BEGIN

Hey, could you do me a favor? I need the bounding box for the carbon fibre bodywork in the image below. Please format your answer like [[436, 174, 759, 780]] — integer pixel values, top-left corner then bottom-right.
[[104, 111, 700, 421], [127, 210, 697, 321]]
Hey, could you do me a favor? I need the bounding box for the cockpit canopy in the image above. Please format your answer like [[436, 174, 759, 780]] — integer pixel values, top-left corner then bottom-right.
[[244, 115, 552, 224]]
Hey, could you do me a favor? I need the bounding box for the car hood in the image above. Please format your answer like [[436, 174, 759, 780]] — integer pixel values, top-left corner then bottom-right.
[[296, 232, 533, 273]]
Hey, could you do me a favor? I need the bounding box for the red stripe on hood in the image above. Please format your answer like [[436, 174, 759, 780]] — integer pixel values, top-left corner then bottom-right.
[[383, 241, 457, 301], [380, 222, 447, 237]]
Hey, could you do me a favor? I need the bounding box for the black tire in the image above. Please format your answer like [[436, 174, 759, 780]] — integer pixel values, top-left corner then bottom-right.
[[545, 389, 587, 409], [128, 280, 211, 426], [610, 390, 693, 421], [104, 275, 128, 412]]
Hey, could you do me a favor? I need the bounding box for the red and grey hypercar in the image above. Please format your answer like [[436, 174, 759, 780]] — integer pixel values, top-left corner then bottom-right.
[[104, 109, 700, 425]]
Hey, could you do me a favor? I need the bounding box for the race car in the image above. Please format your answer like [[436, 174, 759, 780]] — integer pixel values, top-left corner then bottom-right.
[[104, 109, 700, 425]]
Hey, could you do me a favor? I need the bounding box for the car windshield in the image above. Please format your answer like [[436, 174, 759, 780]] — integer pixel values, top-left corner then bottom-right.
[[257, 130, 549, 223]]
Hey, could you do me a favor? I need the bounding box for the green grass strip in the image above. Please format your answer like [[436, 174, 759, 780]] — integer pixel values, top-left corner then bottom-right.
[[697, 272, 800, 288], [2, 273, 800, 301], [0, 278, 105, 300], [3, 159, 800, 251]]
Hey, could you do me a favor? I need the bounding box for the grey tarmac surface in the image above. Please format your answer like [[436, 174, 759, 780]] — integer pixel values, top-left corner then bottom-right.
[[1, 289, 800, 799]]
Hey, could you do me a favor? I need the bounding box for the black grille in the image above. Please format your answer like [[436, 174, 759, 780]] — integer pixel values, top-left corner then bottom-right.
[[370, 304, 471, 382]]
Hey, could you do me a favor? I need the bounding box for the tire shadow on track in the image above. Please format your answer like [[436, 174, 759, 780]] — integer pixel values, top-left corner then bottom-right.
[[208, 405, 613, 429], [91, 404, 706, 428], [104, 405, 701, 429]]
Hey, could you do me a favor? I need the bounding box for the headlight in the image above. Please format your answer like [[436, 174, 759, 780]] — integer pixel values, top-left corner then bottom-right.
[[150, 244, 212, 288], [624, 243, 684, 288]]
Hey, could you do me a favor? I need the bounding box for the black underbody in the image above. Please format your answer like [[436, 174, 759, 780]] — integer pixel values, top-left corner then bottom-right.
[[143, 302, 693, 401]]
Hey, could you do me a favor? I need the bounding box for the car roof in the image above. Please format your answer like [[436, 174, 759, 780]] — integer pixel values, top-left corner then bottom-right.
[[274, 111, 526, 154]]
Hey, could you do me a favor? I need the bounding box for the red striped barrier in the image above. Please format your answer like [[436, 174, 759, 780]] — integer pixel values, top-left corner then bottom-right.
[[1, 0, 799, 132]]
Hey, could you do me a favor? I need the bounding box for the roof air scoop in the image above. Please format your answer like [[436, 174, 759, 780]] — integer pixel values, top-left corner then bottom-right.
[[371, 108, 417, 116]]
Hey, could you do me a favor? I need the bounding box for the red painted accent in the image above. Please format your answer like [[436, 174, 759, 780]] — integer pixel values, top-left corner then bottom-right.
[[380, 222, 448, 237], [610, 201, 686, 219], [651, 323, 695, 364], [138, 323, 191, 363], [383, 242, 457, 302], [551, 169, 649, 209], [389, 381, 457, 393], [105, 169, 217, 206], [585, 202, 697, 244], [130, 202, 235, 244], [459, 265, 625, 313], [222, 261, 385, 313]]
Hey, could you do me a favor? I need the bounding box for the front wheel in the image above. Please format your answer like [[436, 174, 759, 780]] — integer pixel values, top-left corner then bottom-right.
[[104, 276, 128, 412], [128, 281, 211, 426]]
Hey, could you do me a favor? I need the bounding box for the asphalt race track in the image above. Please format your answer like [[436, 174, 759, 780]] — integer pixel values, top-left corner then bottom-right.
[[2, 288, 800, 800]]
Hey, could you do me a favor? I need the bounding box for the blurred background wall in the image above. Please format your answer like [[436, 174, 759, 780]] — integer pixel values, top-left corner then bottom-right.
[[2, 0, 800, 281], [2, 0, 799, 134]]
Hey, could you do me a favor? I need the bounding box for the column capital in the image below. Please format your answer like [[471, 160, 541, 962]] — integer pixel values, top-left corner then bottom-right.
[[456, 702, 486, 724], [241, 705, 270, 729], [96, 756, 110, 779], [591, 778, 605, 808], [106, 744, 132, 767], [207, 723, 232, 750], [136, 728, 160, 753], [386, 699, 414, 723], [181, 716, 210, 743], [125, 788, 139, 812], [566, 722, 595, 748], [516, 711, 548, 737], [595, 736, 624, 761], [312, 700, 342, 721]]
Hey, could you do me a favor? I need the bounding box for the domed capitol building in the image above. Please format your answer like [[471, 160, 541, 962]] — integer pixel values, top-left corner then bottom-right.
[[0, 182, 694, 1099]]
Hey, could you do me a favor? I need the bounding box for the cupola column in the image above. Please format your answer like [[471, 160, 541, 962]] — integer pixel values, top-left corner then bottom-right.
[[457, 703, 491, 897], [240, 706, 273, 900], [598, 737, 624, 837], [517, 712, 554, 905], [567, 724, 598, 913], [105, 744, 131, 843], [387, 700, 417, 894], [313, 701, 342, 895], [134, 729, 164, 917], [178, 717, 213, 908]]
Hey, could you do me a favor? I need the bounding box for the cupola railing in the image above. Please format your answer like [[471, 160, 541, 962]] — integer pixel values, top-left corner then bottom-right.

END

#### About this task:
Write the entries out a second time. Match them exactly.

#### Your response:
Hey, could you do me a favor? I need the bounding box for the carbon fibre bodywork in the image below. Please format your answer like [[436, 174, 759, 780]] — integer pixel values, top-left corner then bottom-right.
[[104, 111, 700, 421], [127, 210, 697, 321]]
Hey, could you do me a favor? I need the bounding box for the cockpit canopy in the image above. Please format your answer like [[436, 174, 759, 780]] — integer pixel values, top-left corner then bottom-right.
[[244, 115, 552, 224]]
Hey, could you do me a favor? I need the bounding box for the car hood in the image above. Please format your answer like [[436, 174, 759, 780]] — integer pixel values, top-left corner then bottom-right.
[[296, 232, 533, 273]]
Hey, could you do me a favor? I need the bounding box for the red stripe on hood in the image above. Please format your answer like [[436, 174, 759, 780]] — integer pixel values, top-left corner then bottom-right.
[[383, 241, 457, 301], [380, 222, 447, 237]]
Hey, could you do me a favor? I need the bounding box for the black tire in the image above. Please format your answer like [[436, 174, 759, 780]] — integer pixel values, top-left corner then bottom-right.
[[545, 389, 587, 409], [128, 280, 211, 426], [610, 390, 693, 421], [104, 275, 128, 412]]
Hey, could you do me a favor? I need the bounding box for the red and grey hypercar in the image above. Please format your answer like [[436, 174, 759, 780]] — integer pixel values, top-left corner then bottom-right.
[[104, 109, 700, 425]]
Hey, could you do me a favor? I need the bounding box for the race car in the image above. Please format your answer like [[436, 174, 759, 780]] — integer pixel values, top-left corner then bottom-right.
[[104, 109, 700, 425]]
Hey, could you do me a favor? I need the bounding box for the car windshield in the image above. Please format your answer like [[436, 174, 759, 780]] — integer pixel values, top-left corner then bottom-right.
[[257, 130, 549, 223]]
Hey, could you do me a favor? I need the bounding box for the green grass strip in the image above. Please format your answer like [[436, 174, 759, 780]] — integer pixel values, top-left corner then bottom-right.
[[697, 272, 800, 288], [2, 273, 800, 301], [0, 278, 105, 300], [3, 159, 800, 251]]
Hey, could you do me a favor? I need the bounding box for the grey tarmac surface in the image above. Please format your answer like [[436, 174, 759, 780]] — integer pixel values, top-left corner then bottom-right.
[[1, 289, 800, 799]]
Hey, could you do me a favor? I need the bounding box for the black grille in the image above. Please format your answer like [[436, 174, 759, 780]] — integer pixel values, top-left corner then bottom-right.
[[370, 304, 471, 382]]
Hey, could you do me a favor? I need the bounding box for the tire shadow on track in the image above. Please format your answer like [[436, 174, 759, 780]] — integer pixel values, top-left corner then bottom-right.
[[208, 405, 613, 429], [91, 404, 706, 428], [104, 405, 701, 429]]
Hey, could you do me a favor? I need the bounding box for the headlight in the image above. Please format your answer like [[436, 174, 759, 780]] — integer pixel values, top-left corner then bottom-right.
[[150, 244, 212, 288], [624, 243, 684, 288]]
Hey, could you do me a favor? I need the bounding box for the black underbody in the image above. Please format your answer like [[436, 174, 759, 780]] — integer pixel values, top-left corner then bottom-right.
[[143, 302, 693, 401]]
Hey, could you do me a favor? I need the bounding box for the car roof in the image above. Please format your answer like [[436, 174, 759, 780]] — integer pixel values, top-left corner then bottom-right.
[[274, 111, 526, 154]]
Hey, could you do me a favor? I need the bounding box for the red striped barrier in the image above. Please format your answer like [[436, 174, 759, 780]] — integer pixel values, top-left corner then bottom-right.
[[1, 0, 799, 132]]
Hey, could you do me a favor? I need the bounding box for the roof air scoop in the image above. Please format your answer like [[436, 174, 759, 780]] — integer pixel values, top-left corner then bottom-right.
[[371, 108, 417, 116]]
Hey, could you do me a favor? I need the bounding box for the red painted accent in the image above. Please format your answer like [[436, 174, 759, 780]] — integer pixel values, top-left corner then bottom-right.
[[380, 222, 448, 237], [610, 201, 686, 219], [651, 323, 695, 364], [138, 323, 191, 363], [383, 242, 457, 302], [551, 169, 649, 209], [389, 381, 457, 393], [105, 169, 217, 206], [585, 202, 697, 244], [130, 202, 235, 244], [459, 265, 625, 313], [222, 261, 385, 313]]
Hey, could you do me a favor? I need the bounding box for the front wheel in the image above. Please format your answer like [[436, 174, 759, 780]] — integer pixel values, top-left corner then bottom-right.
[[104, 276, 128, 412], [128, 281, 211, 426]]
Hey, could you do me a favor? I need the bounding box for the asphalt race track in the image above. Please format your answer like [[436, 174, 759, 780]] — integer pixel values, top-left corner then bottom-right.
[[2, 288, 800, 800]]
Hey, could you do me a favor? I need the bounding box for the blurred background wall in the image above. Please format your answer like [[436, 174, 759, 780]] — integer pixel values, top-left corner then bottom-right.
[[2, 0, 800, 281], [2, 0, 799, 134]]
Hey, could you do me a favor? I need the bounding box for the column capital in the image below. Please format your answer like [[471, 160, 541, 962]] — integer pixel values, top-left corner then bottom-right.
[[456, 702, 486, 724], [241, 705, 270, 729], [96, 756, 110, 779], [591, 778, 605, 808], [106, 744, 132, 767], [207, 723, 232, 750], [136, 728, 160, 753], [386, 699, 414, 723], [181, 716, 210, 743], [125, 788, 139, 812], [566, 722, 595, 748], [516, 711, 548, 737], [595, 736, 624, 761], [312, 700, 342, 721]]
Hey, could you do me a favor? I need the bounding box for the domed capitol building in the image above. Please format your answer like [[471, 160, 541, 962]] — integer pixel values, top-left corner then bottom-right.
[[0, 182, 694, 1099]]
Hey, could you do me a favor? I need the bounding box for the cupola column in the image above. Please format your answer like [[471, 160, 541, 962]] — integer pixel values, top-left corner then bottom-right.
[[457, 703, 491, 897], [240, 706, 273, 900], [598, 737, 624, 837], [517, 712, 554, 905], [567, 724, 598, 913], [105, 744, 131, 843], [387, 700, 417, 894], [313, 701, 342, 895], [134, 729, 164, 917], [178, 717, 213, 908]]
Hey, could you do me a favor? I need the bounding box for the cupola railing in the image above. Please format your answer like [[471, 160, 541, 962]] — integer pixel values, top-left corner then bottom-right.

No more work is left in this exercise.